Problem to work on ▸
Copy out the rows below, switching every "put a pin on" to "place a marker on" and leaving everything else as it is.

Input records ▸
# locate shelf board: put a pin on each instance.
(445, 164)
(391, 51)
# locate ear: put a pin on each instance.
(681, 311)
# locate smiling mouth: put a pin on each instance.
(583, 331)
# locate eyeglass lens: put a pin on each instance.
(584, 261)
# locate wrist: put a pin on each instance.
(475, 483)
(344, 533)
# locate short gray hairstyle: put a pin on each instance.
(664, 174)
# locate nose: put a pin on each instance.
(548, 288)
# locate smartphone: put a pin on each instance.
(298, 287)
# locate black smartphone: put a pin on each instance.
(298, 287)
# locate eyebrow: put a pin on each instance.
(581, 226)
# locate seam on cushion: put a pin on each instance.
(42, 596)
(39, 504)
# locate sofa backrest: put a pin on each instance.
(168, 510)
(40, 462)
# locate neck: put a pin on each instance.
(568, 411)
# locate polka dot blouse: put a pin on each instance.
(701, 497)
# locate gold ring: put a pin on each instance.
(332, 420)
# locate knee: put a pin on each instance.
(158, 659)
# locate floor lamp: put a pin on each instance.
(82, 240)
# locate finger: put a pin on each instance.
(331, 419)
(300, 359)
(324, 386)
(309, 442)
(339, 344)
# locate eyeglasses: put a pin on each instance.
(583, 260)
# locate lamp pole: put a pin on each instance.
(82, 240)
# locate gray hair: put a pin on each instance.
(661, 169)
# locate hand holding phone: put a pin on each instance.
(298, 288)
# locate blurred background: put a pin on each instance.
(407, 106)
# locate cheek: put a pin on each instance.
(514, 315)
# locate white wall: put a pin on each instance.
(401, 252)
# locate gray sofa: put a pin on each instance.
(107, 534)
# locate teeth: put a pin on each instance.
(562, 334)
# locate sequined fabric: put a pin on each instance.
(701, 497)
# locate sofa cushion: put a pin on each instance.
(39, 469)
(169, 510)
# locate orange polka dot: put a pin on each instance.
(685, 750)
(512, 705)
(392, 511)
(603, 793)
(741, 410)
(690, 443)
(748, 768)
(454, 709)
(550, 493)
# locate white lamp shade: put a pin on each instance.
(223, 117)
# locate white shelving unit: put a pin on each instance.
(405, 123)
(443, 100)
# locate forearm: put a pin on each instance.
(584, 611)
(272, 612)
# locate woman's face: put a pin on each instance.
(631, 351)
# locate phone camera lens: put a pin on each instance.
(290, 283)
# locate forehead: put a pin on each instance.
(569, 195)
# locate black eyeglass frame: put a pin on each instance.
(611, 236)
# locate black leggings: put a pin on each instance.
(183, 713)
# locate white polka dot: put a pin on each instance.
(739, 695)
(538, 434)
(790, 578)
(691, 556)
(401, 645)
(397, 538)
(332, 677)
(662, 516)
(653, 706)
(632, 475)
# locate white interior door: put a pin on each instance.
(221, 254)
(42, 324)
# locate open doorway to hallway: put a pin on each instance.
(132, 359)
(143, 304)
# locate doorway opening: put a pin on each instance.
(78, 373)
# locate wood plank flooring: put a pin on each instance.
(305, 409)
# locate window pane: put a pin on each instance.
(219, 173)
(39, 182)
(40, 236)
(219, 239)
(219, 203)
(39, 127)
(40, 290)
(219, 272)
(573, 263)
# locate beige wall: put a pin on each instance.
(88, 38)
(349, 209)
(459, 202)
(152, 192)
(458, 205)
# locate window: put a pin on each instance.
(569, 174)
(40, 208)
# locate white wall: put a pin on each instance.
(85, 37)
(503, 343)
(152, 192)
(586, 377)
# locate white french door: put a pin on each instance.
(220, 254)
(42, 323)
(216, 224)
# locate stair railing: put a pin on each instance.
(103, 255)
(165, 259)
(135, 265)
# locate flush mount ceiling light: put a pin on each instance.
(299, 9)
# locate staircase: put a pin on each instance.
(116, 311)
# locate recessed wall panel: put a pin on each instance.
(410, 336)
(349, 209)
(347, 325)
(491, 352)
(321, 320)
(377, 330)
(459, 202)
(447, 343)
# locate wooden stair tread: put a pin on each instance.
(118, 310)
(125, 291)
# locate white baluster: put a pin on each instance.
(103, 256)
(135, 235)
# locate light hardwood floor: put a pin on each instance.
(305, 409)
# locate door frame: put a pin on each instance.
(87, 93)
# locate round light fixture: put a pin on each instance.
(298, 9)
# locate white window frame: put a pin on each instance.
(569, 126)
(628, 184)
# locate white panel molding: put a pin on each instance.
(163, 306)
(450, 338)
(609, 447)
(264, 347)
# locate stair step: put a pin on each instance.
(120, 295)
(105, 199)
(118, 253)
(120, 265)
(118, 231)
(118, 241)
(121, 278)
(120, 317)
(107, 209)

Solution for this task ▸
# locate shelf board: place a marker on each instance.
(445, 164)
(391, 51)
# locate ear: place a marker on each instance.
(681, 311)
# locate smiling mouth: place a marker on each instance.
(583, 331)
# locate eyeglass lens: place a marker on each instance.
(584, 261)
# locate wrist: place a marker on each instance.
(475, 483)
(344, 533)
# locate short gray hairstyle: place a marker on each instance.
(664, 174)
# locate nose: place a marker on each instance.
(548, 288)
# locate smartphone: place a marker on each instance.
(298, 287)
# locate black smartphone: place a marker on each instance.
(298, 287)
# locate eyebrow: place a marker on each instance.
(581, 226)
# locate seam on cushion: place a marker on each instance.
(42, 596)
(39, 504)
# locate sofa backrest: place a marker on each instance.
(168, 510)
(40, 462)
# locate neck: place a marker on each instance.
(568, 411)
# locate polka dot blouse: place a marker on each instance.
(701, 497)
# locate gold ring: place a marker on each instance.
(332, 420)
# locate knee: place a marker on each instance.
(158, 659)
# locate floor lamp: place a marker on each instance.
(82, 240)
# locate finger: place a marker on each instance.
(331, 419)
(300, 359)
(324, 386)
(309, 442)
(339, 344)
# locate eyeglasses: place a marker on each instance.
(583, 260)
# locate lamp pole: place a marker on each instance.
(82, 240)
# locate gray hair: place a marker on each instance.
(661, 169)
# locate hand holding phone: place a marker on each instance.
(298, 288)
# locate blurred background: place a marker on each instance.
(407, 106)
# locate cheek: place a marker on each instance.
(514, 315)
# locate white wall: place a marker on each instance.
(401, 252)
# locate gray sofa: place a marker on each instance.
(107, 534)
# locate teeth: place a marker on each instance.
(562, 334)
# locate sequined fabric: place a marker on each instance.
(701, 497)
# locate sofa cushion: place a marker on each instance.
(39, 469)
(169, 510)
# locate orange polka dot: place a marker on each instance.
(685, 750)
(512, 705)
(392, 511)
(603, 793)
(741, 410)
(690, 443)
(748, 768)
(454, 709)
(550, 493)
# locate white lamp shade: place a marker on each instance.
(223, 117)
# locate white shelving unit: place a marker on each instance.
(405, 123)
(443, 100)
# locate forearm: place a marker on each instance.
(584, 611)
(272, 612)
# locate woman's face: place a marker on each instance.
(631, 351)
# locate phone camera lens: place a marker on each instance.
(290, 283)
# locate forehead: place a marker on each instance.
(569, 195)
# locate black eyeglass frame: place a marker on each instance.
(611, 236)
# locate black leggings: place a marker on each instance.
(183, 713)
# locate white polka dot: place a marker on each instance.
(739, 695)
(538, 434)
(790, 578)
(691, 556)
(401, 645)
(397, 538)
(332, 677)
(662, 516)
(653, 706)
(632, 475)
# locate white interior door: place a marker on each instance.
(221, 254)
(42, 324)
# locate open doorway to hallway: place a marker on each instance.
(132, 359)
(143, 304)
# locate doorway opening: place a marker on each instance.
(78, 373)
# locate wood plank flooring: place a marker on each instance.
(305, 409)
# locate window pane: place a marker on each instance.
(219, 173)
(39, 182)
(40, 236)
(219, 239)
(219, 203)
(39, 127)
(40, 290)
(219, 272)
(573, 263)
# locate beige wall: place a marker on each instance.
(88, 38)
(349, 209)
(459, 202)
(152, 192)
(458, 205)
# locate window: place a marker on each instance.
(569, 174)
(40, 208)
# locate white wall: place a marker on each instance.
(85, 37)
(503, 343)
(152, 192)
(586, 377)
# locate white french door: place a marker on each instance.
(220, 254)
(42, 323)
(216, 224)
# locate stair railing: place a marker on each instance.
(103, 255)
(165, 259)
(135, 265)
# locate flush mount ceiling light: place a marker on each instance.
(299, 9)
# locate staircase: place a marker on each instance.
(116, 311)
# locate recessed wall panel: place a marker on each instance.
(410, 336)
(349, 209)
(347, 325)
(491, 352)
(321, 320)
(377, 330)
(459, 202)
(447, 343)
# locate wooden stair tread: place a marker on each instance.
(118, 310)
(125, 291)
# locate white baluster: place a marker on each instance.
(103, 256)
(135, 235)
# locate light hardwood floor: place a marker on each instance.
(305, 409)
# locate door frame: place a marker on each instance.
(87, 93)
# locate round light fixture: place a marker on each instance.
(298, 9)
# locate white window frame: place a marker on each instance.
(569, 126)
(628, 184)
# locate white panel molding: place a marker on each instance.
(163, 306)
(450, 338)
(609, 447)
(264, 347)
# locate stair step: place a marker on each instance.
(120, 295)
(105, 199)
(118, 253)
(120, 265)
(118, 231)
(118, 241)
(121, 278)
(120, 317)
(107, 209)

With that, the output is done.